- _TASK DESCRIPTION_
Below are some entries; reproduce them exactly and leave every picture out.
*** RECORDS FOR PROCESSING ***
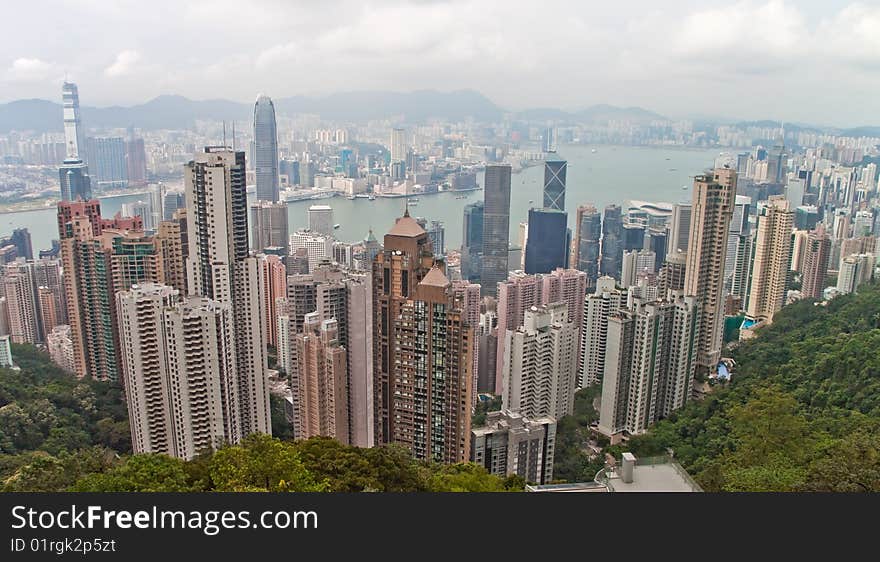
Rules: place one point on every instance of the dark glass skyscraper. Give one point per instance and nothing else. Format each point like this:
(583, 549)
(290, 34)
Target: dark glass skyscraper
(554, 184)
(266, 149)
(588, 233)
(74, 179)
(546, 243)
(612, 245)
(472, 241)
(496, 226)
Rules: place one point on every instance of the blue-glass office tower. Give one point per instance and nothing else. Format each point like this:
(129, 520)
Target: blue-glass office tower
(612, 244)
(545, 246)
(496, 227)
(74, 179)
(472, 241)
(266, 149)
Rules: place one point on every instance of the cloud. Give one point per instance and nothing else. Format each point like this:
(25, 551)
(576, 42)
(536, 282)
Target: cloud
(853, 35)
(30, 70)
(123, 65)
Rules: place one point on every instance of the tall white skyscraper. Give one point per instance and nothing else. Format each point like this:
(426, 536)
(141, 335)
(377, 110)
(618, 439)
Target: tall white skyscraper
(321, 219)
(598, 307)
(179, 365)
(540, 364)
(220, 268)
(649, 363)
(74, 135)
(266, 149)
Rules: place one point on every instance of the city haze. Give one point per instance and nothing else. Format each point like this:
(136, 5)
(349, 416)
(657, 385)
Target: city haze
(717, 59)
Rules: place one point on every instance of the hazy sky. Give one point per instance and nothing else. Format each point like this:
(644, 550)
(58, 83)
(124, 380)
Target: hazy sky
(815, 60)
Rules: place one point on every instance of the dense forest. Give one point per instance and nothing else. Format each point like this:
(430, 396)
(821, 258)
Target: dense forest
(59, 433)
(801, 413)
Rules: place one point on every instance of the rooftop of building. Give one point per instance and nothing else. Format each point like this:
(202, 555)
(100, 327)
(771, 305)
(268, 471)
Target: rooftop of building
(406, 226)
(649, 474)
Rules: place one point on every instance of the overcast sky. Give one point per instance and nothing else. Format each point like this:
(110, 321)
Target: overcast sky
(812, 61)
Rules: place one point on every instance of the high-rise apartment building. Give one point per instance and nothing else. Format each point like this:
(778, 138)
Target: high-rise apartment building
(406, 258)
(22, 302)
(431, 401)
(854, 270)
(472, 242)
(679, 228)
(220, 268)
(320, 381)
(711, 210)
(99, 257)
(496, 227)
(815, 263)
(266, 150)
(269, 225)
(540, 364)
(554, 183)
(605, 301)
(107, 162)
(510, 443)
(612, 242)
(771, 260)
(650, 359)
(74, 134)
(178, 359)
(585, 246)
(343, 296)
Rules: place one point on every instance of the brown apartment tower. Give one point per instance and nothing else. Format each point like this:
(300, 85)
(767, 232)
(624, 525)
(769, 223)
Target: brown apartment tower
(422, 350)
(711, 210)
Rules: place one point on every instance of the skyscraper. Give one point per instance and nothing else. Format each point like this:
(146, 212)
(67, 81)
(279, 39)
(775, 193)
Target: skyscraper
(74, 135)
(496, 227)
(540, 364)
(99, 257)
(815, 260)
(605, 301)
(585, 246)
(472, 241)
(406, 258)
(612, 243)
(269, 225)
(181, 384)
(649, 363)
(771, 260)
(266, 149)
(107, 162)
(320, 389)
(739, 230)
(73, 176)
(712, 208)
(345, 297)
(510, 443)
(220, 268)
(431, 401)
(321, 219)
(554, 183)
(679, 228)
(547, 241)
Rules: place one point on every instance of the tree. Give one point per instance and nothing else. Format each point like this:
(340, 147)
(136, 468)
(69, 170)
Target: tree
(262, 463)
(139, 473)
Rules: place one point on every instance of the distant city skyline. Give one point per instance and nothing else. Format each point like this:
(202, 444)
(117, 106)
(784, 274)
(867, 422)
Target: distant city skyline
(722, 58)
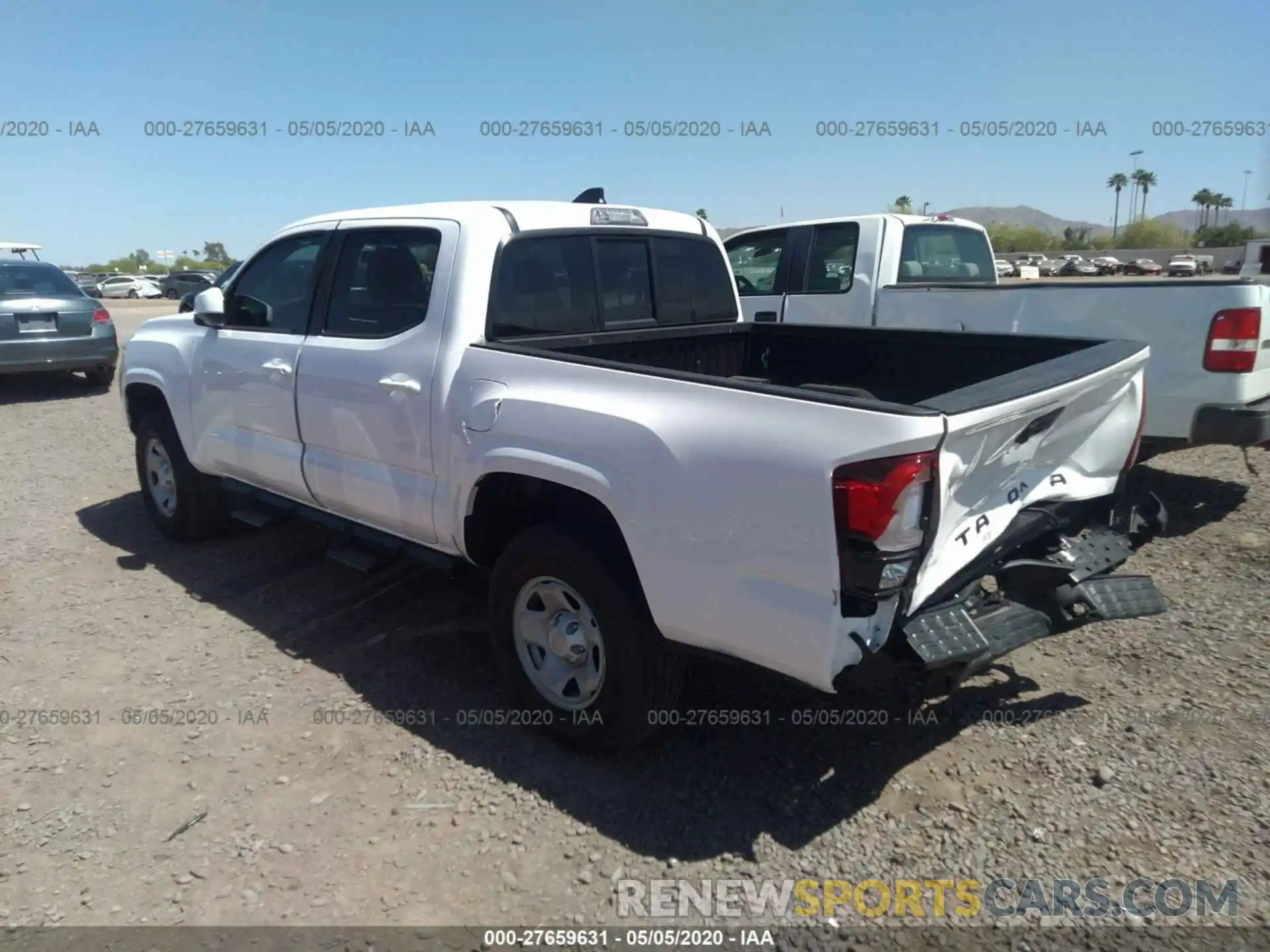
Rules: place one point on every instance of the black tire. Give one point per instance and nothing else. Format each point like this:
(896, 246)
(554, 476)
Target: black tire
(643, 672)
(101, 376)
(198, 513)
*** End of RECORDS FOR PROCESSING ***
- _EXERCISE RESPONSE_
Rules: place one point on every instance of the dark glass skyscraper. Give one point per instance and nothing else. Format each point like this:
(583, 549)
(290, 34)
Target: dark glass skyscraper
(554, 184)
(266, 149)
(588, 233)
(74, 179)
(546, 243)
(612, 245)
(472, 241)
(496, 226)
Rules: place one point on every instance of the blue-glass office tower. Give one point per instance and nothing else. Format each point like this:
(129, 520)
Target: blue-glass office tower
(612, 244)
(545, 246)
(496, 227)
(74, 179)
(472, 241)
(266, 149)
Rules: place one point on every instance of the cloud. Give one point per instance and nothing else. Format each point like this:
(25, 551)
(576, 42)
(536, 282)
Target: cloud
(853, 35)
(30, 70)
(123, 65)
Rules: place one point on every instance of the tall white skyscraper. Give one point per instance and nothing else. Format each point like this:
(426, 536)
(141, 335)
(377, 110)
(618, 439)
Target: tall white skyscraper
(321, 219)
(598, 307)
(179, 365)
(540, 364)
(220, 268)
(649, 363)
(74, 135)
(266, 149)
Rules: place one point on every instance of the city haze. Give one point per instance and nothing else. Format each point like this:
(136, 5)
(349, 416)
(657, 385)
Target: city haze
(717, 59)
Rules: place one point on every instance of the hazy sky. Give one point per instance and nothing else. Format each point like this:
(644, 550)
(58, 83)
(124, 380)
Target: hazy sky
(815, 60)
Rules: place one point on every instance of the dense forest. Give one point per instance and nothing else. Format each point like this:
(430, 396)
(821, 258)
Target: dense forest
(59, 433)
(801, 413)
Rules: place one point on every instance of the rooftop of building. Give one point per instance and nothing else. Format each point like this:
(202, 555)
(100, 327)
(771, 305)
(268, 471)
Target: rooftop of building
(406, 226)
(649, 474)
Rules: place one point on every instance of the overcast sky. Give one point per instance and nothing else. Format each point like this:
(110, 321)
Target: overcast sky
(812, 61)
Rules: place one point on every instance of the high-rise apartment building. Give one point per instance and nothing else. Format each point like this:
(778, 138)
Target: high-rise apartment building
(406, 258)
(22, 302)
(431, 401)
(854, 270)
(472, 242)
(679, 228)
(220, 268)
(320, 381)
(711, 210)
(99, 257)
(496, 227)
(815, 263)
(266, 150)
(269, 225)
(540, 364)
(554, 183)
(605, 301)
(107, 162)
(510, 443)
(612, 242)
(771, 260)
(650, 359)
(74, 134)
(178, 359)
(585, 246)
(343, 296)
Rules: place one point on every instance of the brown apartment tower. Give one point per instance and nothing else. Format each point like this:
(300, 85)
(767, 232)
(624, 525)
(769, 223)
Target: brown apartment tower
(422, 350)
(711, 210)
Rules: place one point on every instance of the skyscraper. Give one point per instance and nothing else. Format each point like this:
(146, 212)
(67, 81)
(279, 39)
(775, 193)
Target: skyscraper
(74, 135)
(496, 227)
(540, 364)
(99, 257)
(815, 260)
(605, 301)
(585, 246)
(472, 241)
(406, 258)
(612, 243)
(269, 225)
(181, 384)
(649, 363)
(771, 260)
(266, 149)
(107, 162)
(320, 389)
(739, 230)
(73, 176)
(712, 208)
(345, 297)
(510, 443)
(220, 268)
(431, 401)
(321, 219)
(554, 183)
(679, 228)
(547, 241)
Rules: place one point on every instance of the tree. Give one point per instance and nothing else. Format each point like this:
(340, 147)
(136, 468)
(69, 170)
Target: tree
(262, 463)
(139, 473)
Rules: place one point on every instance of the distant city skyline. Give one point per instance and nothing else. Format each point like this:
(202, 444)
(117, 106)
(784, 274)
(867, 422)
Target: distant city skyline
(722, 58)
Rules: place one point on every instance of the black tire. Give one point per instance and nothing else. Format each point like this:
(896, 246)
(554, 476)
Target: black tire
(643, 672)
(101, 376)
(198, 513)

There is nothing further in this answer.